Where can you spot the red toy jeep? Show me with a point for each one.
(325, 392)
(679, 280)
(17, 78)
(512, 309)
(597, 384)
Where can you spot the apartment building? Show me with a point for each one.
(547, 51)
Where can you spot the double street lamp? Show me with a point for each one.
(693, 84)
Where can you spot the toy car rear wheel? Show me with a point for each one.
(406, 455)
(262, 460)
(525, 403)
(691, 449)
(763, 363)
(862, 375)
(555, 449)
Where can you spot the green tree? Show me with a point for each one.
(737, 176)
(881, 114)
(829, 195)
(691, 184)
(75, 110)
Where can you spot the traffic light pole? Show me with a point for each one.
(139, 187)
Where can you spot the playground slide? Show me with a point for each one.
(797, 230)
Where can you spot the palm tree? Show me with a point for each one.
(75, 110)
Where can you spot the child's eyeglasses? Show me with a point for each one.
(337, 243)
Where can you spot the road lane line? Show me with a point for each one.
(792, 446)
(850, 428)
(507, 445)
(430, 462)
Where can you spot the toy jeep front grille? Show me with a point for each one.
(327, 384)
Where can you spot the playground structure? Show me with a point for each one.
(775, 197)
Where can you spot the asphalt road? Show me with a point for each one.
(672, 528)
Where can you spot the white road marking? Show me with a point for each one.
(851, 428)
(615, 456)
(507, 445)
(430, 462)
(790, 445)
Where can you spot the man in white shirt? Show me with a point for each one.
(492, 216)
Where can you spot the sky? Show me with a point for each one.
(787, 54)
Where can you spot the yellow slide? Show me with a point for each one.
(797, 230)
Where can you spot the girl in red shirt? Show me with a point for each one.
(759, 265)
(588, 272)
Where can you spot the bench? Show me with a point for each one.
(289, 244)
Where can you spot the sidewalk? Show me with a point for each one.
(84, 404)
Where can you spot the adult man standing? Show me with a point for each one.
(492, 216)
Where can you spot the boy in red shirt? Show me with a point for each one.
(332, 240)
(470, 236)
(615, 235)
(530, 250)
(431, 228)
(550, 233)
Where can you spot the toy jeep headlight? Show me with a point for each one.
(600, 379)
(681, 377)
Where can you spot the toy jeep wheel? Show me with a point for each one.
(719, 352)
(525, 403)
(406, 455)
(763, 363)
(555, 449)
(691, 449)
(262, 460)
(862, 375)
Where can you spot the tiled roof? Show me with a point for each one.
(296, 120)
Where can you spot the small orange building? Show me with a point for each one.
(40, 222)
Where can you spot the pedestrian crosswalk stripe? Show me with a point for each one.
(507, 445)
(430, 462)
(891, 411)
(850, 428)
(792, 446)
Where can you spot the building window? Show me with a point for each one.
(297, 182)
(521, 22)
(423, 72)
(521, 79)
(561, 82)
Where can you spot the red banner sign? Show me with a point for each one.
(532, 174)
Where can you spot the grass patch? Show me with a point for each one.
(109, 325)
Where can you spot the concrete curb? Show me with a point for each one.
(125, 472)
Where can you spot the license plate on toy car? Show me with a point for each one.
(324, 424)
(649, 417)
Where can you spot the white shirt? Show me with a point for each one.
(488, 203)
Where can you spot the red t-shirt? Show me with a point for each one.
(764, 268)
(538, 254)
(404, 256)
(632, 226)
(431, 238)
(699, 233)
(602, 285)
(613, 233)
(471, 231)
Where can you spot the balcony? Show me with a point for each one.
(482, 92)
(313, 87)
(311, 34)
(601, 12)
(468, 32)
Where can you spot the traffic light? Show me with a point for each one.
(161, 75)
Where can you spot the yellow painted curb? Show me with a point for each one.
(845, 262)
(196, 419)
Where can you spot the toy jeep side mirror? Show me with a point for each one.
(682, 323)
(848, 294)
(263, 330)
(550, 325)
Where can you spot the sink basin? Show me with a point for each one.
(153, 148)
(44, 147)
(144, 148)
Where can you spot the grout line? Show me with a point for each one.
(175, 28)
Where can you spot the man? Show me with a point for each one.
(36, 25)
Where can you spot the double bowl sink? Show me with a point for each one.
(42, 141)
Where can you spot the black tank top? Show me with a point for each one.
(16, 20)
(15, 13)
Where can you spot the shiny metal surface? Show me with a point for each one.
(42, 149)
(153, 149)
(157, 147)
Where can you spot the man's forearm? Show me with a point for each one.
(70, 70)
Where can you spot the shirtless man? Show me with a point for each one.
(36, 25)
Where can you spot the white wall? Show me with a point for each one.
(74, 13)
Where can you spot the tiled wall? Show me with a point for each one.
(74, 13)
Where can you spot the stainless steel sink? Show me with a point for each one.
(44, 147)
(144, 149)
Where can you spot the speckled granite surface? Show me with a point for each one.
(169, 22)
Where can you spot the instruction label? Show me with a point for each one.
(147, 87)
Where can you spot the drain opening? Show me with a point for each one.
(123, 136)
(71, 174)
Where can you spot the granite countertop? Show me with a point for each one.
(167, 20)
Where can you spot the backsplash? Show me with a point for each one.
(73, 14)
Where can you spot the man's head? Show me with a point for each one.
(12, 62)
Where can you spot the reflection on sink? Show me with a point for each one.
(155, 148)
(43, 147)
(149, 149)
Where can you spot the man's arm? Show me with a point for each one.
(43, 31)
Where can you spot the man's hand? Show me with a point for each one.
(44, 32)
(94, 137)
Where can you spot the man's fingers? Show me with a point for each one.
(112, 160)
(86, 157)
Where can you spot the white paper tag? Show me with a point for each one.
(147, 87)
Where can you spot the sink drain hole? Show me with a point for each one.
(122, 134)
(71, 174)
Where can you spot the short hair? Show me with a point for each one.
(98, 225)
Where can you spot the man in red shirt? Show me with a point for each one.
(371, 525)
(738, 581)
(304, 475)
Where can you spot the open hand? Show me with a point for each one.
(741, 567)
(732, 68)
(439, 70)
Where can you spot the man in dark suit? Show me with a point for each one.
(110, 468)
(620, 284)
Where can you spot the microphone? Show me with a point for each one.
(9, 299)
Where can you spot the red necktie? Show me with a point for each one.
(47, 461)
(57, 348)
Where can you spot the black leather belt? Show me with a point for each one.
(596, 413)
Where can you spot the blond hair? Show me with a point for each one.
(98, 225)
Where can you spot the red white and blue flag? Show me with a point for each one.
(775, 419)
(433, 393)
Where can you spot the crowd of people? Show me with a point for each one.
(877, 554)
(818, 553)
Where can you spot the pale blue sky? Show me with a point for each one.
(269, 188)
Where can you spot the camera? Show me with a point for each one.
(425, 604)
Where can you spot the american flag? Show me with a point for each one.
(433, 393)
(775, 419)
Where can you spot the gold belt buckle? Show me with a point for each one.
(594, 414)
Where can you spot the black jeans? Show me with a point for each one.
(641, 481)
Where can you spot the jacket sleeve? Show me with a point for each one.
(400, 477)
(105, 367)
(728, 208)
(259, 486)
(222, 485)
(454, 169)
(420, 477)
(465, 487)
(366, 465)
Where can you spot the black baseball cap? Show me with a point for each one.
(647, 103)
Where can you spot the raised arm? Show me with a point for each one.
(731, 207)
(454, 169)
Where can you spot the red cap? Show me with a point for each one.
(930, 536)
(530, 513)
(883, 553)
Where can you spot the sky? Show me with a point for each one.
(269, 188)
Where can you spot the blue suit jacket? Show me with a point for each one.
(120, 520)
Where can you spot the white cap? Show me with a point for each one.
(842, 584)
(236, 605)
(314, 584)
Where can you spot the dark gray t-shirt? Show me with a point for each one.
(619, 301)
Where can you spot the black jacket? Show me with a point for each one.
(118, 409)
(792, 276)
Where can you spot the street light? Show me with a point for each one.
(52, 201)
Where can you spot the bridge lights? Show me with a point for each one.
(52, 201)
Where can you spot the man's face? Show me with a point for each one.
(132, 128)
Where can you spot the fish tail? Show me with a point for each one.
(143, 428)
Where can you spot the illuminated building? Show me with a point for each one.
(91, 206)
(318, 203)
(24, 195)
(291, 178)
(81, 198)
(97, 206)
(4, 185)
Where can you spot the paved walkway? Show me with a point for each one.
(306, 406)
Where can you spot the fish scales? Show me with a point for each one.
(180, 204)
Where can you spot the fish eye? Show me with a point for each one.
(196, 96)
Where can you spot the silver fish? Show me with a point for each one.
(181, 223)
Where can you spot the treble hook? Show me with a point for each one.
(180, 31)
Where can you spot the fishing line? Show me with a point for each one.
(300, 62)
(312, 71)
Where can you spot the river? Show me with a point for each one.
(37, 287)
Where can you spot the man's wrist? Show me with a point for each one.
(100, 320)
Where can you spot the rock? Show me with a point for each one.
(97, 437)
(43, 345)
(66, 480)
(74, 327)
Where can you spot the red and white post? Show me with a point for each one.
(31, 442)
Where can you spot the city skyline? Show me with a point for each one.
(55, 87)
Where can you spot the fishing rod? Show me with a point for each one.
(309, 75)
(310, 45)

**What needs to be done:** From the line that contains "Where can you spot the illuminated" to the last line of the material above, repeat every line exactly, keeping both the first and the last.

**Exercise output:**
Where can you spot the illuminated building? Show me with a point for each one.
(91, 206)
(318, 203)
(24, 195)
(291, 178)
(81, 198)
(97, 206)
(4, 185)
Where can you spot the paved walkway? Show me with a point for each one.
(306, 406)
Where can you spot the fish scales? Show me with a point for each one.
(180, 204)
Where can you spot the fish eye? Show me with a point for each one.
(196, 96)
Where can you spot the silver fish? Show me with a point for each one.
(181, 223)
Where can you spot the treble hook? Show me with a point for each one.
(180, 31)
Where can you spot the fishing line? Show me with a point for each one.
(300, 62)
(312, 71)
Where can you spot the river? Show me with a point for each one.
(37, 287)
Where can you spot the man's wrist? Show me with a point for each one.
(100, 320)
Where can you spot the rock? Show me with a point for each one.
(97, 437)
(43, 345)
(66, 480)
(74, 327)
Where can you spot the red and white post? Show me with a point for each one.
(31, 442)
Where can you spot the city skyline? Show me with a point for each one.
(55, 87)
Where can you spot the fishing rod? Show me with a point for each one.
(309, 75)
(310, 45)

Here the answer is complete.